**What to work on:**
1. Answer these from the passage on negative self-talk:
(a) What does catastrophizing mean?
(b) In the grocery shopping example, what gets forgotten?
(c) What is the first numbered step for improving self-talk?
2. Reproduce the passage on negative self-talk word for word from "Filtering is when" to "on that mistake.".
3. Write the next part of the passage on negative self-talk, picking up after its last sentence.

Personalizing is when something goes wrong, and you immediately think you must be the problem.
You text a friend to ask them if they would like to go out on Saturday night. Your friend doesn’t respond as quickly as she normally does. You might think they are taking their time responding to come up with an excuse to not go because they don’t like me.
Filtering is when you focus on the negative aspects of a situation, ignoring all the positive ones.
You went grocery shopping to cook a special dish and after you get home, you realized that you forgot one of the main ingredients. You spend the rest of the day focused on that mistake.
Catastrophizing is when you expect the worst outcome in a situation.
You have a missed call from the school and you think your child is sick and will need to pick them up from school.
Polarizing is when you see everything as either good or bad, black or white. There is no middle ground in this type of thinking.
You pack for an outstanding day at the beach, but when you get there, you realize you forgot to pack the towels and think you are a total idiot.
How do I improve my self-talk?
1. Be Aware Of Your Negative Self-Talk
Realizing how often you are thinking negatively can be the first step to gaining control over your self-talk. When you know it is happening, you can then take the steps we need to address it.
2. Re-Frame Your Thoughts
Replace your thoughts with positive ones. When we look for reasons to label a situation as a negative one, our brains will support us with evidence. The same goes for when we intentionally seek to see the positive side in a situation.

**Stored rows:**
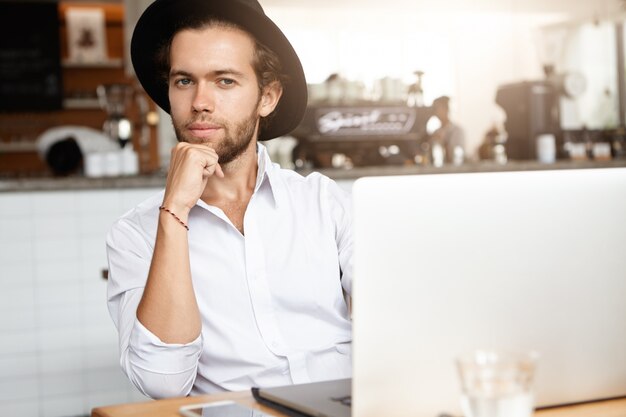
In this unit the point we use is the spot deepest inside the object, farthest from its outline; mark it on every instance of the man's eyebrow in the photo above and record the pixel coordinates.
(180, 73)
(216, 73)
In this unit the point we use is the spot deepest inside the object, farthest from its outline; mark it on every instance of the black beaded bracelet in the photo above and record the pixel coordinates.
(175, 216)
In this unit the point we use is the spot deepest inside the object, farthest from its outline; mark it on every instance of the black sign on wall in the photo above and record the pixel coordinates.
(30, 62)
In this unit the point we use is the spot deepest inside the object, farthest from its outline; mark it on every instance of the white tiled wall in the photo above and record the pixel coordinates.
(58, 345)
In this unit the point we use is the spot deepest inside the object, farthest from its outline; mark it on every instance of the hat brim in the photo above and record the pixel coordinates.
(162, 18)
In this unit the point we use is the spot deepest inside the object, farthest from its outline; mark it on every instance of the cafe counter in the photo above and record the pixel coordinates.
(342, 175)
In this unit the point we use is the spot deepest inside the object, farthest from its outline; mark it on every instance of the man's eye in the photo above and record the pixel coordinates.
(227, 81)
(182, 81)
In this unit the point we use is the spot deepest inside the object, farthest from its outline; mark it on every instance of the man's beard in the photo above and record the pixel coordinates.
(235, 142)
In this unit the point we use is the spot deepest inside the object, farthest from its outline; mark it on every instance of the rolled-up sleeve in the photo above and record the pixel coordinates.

**Outputs for the tasks:**
1.
(a) Expecting the worst outcome in a situation.
(b) One of the main ingredients.
(c) Be aware of your negative self-talk.

2.
Filtering is when you focus on the negative aspects of a situation, ignoring all the positive ones.
You went grocery shopping to cook a special dish and after you get home, you realized that you forgot one of the main ingredients. You spend the rest of the day focused on that mistake.

3.
I put together a list that has some great examples of how to reframe our thoughts. This list is also great to share with your kids when they are struggling with finding the right words or positive mindset. Here is a list of 10 powerful statements to help you develop a positive mindset:
I give up – I can try a different strategy
This is too difficult – This will take some time and effort
I’ll never finish – Each step I take, I move forward
I’m not good at this – With time I will get better
I’ll never be smart – I can learn to do anything I want
I can’t do this – I am going to learn how to do this
I made a mistake – I can learn from my mistakes
It’s not good enough – Am I putting in my best work?
They are better than me – What can I learn from them?
I’m a failure- What can I learn from this?
Download this free negative self talk worksheet: 10 Powerful Statements to Develop a Positive Mindset. Not only can it be helpful to you, but you can also print this negative self talk worksheet for your kids to refer to when they are struggling on finding the right phrases to stay positive.
3. Use Affirmations
We can repeat statements to ourselves that tear us down instead of building us up. Make a list of affirmations that support you.
Your list can include:
Physical Attributes you love about yourself
Reasons you are an amazing friend
Achievements you have made in the past
Reasons you are an amazing mom
Refer to that list often, if not daily. Soon you will have a healthier internal script that can be there to come to the rescue if you bully yourself.
4. Talk To Yourself As A Friend
Be kind to yourself as a friend would. Sometimes it doesn’t come naturally. Especially when others around us have an overly negative mindset. Yet, when we re-frame how we talk to ourselves with the voice of a friend, sometimes we know the right thing to say to ourselves. This is a superb way to show yourself self-compassion. For more tips on how to practice self-compassion, click here.
5. Challenge Your Negative Self-Talk
Sometimes we take negative self-talk as truth. Challenge your negative self-talk. It can be especially helpful to do this on paper if it is a reoccurring troubling thought. If it is something true about yourself and worth fixing, do it! You can put a plan into action on how you can take steps to improve that about yourself.
Tune in to your self-talk and identify when it is unhelpful to you. You can then use strategies like reframing your thoughts, using affirmations, talking to yourself as a friend, and challenging your negative self-talk to help you become a happier and healthier mom.
Practice it, model it, achieve it!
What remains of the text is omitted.